[START OF Extracted information]

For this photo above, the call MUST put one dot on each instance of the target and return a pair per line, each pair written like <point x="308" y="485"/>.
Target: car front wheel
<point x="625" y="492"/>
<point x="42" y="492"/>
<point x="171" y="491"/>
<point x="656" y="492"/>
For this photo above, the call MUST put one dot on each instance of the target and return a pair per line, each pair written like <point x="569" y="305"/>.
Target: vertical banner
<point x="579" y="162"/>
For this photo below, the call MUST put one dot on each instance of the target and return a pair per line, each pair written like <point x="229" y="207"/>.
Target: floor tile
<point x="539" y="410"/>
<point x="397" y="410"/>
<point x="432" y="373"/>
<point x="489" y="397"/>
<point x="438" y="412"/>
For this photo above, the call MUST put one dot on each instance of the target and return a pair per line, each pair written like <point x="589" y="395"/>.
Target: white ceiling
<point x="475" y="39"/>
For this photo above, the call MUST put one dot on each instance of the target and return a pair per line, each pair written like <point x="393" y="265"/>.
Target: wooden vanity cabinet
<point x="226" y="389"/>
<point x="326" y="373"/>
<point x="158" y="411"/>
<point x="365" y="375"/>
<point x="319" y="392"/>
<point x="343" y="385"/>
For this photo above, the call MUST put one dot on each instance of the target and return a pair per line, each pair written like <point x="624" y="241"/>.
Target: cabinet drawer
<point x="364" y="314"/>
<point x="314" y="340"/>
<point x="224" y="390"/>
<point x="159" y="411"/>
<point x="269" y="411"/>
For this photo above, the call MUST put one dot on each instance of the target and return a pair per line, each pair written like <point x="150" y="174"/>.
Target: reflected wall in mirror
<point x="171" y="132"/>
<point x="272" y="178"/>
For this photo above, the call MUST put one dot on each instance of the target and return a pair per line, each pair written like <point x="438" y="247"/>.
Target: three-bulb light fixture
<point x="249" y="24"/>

[END OF Extracted information]

● **Exercise requirements**
Rewrite every line of the records above, requests included, shifting each x and y coordinate in the answer points up by 138. Keep the numbers in the requests and their format samples unchanged.

● **Answer**
For this photo above, the call MUST put one dot on each instance of the target and return a pair per line, each pair written like <point x="308" y="485"/>.
Target: car front wheel
<point x="763" y="630"/>
<point x="180" y="630"/>
<point x="309" y="629"/>
<point x="794" y="630"/>
For this photo above, the call MUST put one dot on each instance of the target and return a pair per line, each pair written like <point x="569" y="305"/>.
Target: vertical banner
<point x="717" y="300"/>
For this photo below, the call MUST put one dot on each instance of the target and return a pair per line, each pair written like <point x="229" y="207"/>.
Target: floor tile
<point x="677" y="548"/>
<point x="535" y="548"/>
<point x="570" y="511"/>
<point x="627" y="535"/>
<point x="576" y="550"/>
For this photo above, the call MUST put one dot on each instance of the target and return a pair per line, each pair written like <point x="589" y="395"/>.
Target: white ceiling
<point x="613" y="177"/>
For this photo above, the call MUST put one dot on each instance of the target and return a pair per line, each pair written like <point x="393" y="265"/>.
Target: wooden vanity cabinet
<point x="364" y="527"/>
<point x="464" y="511"/>
<point x="296" y="549"/>
<point x="503" y="513"/>
<point x="457" y="530"/>
<point x="481" y="523"/>
For this photo above, the call MUST put one dot on each instance of the target and return a pair per line, each pair written like <point x="624" y="241"/>.
Target: cabinet drawer
<point x="502" y="452"/>
<point x="452" y="478"/>
<point x="362" y="528"/>
<point x="297" y="549"/>
<point x="407" y="549"/>
For this photo above, the call MUST put one dot on each instance of the target and return a pair per line, each pair written like <point x="150" y="174"/>.
Target: reflected wall in mirror
<point x="309" y="270"/>
<point x="410" y="316"/>
For this photo above, the call MUST put one dot on each instance of the target and return a pair per line, each pair written like <point x="438" y="247"/>.
Target: three-bulb light fixture
<point x="387" y="162"/>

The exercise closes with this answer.